Text to read -

EY = sum([a*b for a, b in zip(y, Pxy)])
VarY = sum([(a-EY)**2*b for a, b in zip(y, Pxy)])
SDY = VarY**0.5
SkY = sum([(a-EY)**3*b for a, b in zip(y, Pxy)]) / SDY**3
KurtY = sum([(a-EY)**4*b for a, b in zip(y, Pxy)]) / SDY**4 - 3

CovXY = sum([(a-EX)*(b-EY)*c for a, b, c in zip(x, y, Pxy)])
CorXY = CovXY / (SDX*SDY)

# Results
print({'Expected value of X': EX,
       'Variance of X': VarX,
       'Standard deviation of X': SDX,
       'Skewness X': SkX,
       'Excess kurtosis of X': KurtX,
       'Expected value of Y': EY,
       'Variance of Y': VarY,
       'Standard deviation of Y': SDY,
       'Skewness of Y': SkY,
       'Excess kurtosis of Y': KurtY,
       'Covariance of X and Y': CovXY,
       'Correlation of X and Y': CorXY
})

Job A - In the statistics code above, what is CovXY divided by to get CorXY?
Job B - Please reproduce the statistics code word for word, from "VarY = sum([(a-EY)**2*b" to "zip(x, y, Pxy)])".

Dataset excerpt:
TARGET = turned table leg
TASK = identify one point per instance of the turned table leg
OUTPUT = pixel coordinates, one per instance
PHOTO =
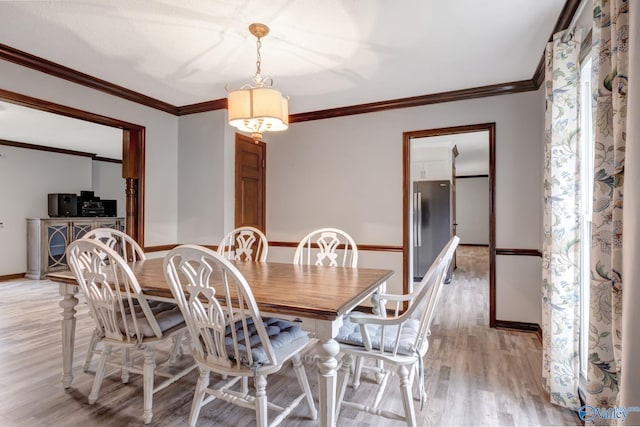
(68, 304)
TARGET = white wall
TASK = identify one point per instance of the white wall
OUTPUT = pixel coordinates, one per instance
(201, 178)
(472, 210)
(347, 172)
(108, 183)
(161, 179)
(26, 177)
(344, 172)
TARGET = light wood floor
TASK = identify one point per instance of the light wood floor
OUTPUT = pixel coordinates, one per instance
(474, 375)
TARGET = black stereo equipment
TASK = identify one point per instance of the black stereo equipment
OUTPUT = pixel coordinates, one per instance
(63, 204)
(92, 209)
(110, 207)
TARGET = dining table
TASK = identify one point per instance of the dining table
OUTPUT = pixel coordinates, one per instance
(317, 296)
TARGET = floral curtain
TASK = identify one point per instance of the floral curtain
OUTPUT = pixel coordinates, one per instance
(611, 66)
(561, 245)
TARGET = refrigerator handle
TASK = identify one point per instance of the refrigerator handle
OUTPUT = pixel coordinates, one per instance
(419, 222)
(415, 219)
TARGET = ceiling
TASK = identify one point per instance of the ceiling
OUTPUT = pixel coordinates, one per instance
(322, 54)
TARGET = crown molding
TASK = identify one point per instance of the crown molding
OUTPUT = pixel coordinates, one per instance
(25, 59)
(562, 23)
(52, 107)
(43, 65)
(203, 107)
(416, 101)
(92, 156)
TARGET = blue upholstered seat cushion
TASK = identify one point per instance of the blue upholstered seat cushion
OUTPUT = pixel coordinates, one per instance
(167, 315)
(280, 333)
(350, 334)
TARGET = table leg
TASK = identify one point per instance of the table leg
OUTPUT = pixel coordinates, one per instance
(68, 304)
(327, 350)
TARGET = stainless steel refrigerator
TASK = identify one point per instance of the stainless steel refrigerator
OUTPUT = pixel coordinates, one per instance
(431, 223)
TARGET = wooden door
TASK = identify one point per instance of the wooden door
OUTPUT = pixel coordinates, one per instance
(250, 182)
(454, 222)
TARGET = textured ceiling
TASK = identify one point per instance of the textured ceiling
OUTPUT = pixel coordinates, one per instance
(323, 54)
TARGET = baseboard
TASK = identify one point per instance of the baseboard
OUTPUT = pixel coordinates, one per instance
(12, 277)
(519, 326)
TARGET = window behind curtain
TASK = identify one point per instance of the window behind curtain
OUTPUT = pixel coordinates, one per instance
(586, 172)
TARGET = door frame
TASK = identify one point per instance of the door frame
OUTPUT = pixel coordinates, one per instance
(406, 185)
(133, 153)
(243, 139)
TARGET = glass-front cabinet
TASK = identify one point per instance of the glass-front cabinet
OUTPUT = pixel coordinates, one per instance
(47, 240)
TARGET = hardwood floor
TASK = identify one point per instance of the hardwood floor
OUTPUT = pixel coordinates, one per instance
(474, 375)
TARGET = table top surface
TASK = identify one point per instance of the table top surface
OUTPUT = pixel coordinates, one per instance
(299, 290)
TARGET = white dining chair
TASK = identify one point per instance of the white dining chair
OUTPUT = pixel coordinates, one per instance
(327, 246)
(127, 248)
(400, 342)
(126, 319)
(229, 336)
(119, 241)
(244, 244)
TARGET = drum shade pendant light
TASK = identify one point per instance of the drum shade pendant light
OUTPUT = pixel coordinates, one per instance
(258, 108)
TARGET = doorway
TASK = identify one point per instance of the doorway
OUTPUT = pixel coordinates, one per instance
(133, 154)
(412, 172)
(250, 192)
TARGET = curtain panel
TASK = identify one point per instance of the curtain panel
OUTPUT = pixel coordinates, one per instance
(630, 381)
(561, 242)
(611, 71)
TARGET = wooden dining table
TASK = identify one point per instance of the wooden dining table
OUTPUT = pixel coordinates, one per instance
(318, 296)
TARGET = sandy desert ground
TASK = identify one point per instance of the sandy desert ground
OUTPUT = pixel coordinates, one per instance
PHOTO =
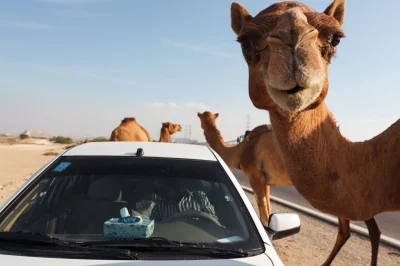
(310, 247)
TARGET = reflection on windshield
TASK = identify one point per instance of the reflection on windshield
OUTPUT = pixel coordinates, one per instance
(99, 198)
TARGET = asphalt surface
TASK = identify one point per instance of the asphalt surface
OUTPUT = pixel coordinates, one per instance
(389, 223)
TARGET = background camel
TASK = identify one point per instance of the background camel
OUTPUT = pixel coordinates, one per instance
(288, 48)
(168, 129)
(257, 156)
(129, 130)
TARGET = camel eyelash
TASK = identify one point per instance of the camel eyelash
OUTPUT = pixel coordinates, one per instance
(241, 39)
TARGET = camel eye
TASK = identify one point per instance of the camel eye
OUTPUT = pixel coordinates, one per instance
(335, 40)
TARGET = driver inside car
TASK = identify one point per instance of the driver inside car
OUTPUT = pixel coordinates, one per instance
(171, 198)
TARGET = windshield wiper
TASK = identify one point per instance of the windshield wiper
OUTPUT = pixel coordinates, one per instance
(161, 243)
(29, 238)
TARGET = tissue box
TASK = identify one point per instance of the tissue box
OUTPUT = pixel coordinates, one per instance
(114, 229)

Worked answer A - The product of SDX and SDY.

Worked answer B -
VarY = sum([(a-EY)**2*b for a, b in zip(y, Pxy)])
SDY = VarY**0.5
SkY = sum([(a-EY)**3*b for a, b in zip(y, Pxy)]) / SDY**3
KurtY = sum([(a-EY)**4*b for a, b in zip(y, Pxy)]) / SDY**4 - 3

CovXY = sum([(a-EX)*(b-EY)*c for a, b, c in zip(x, y, Pxy)])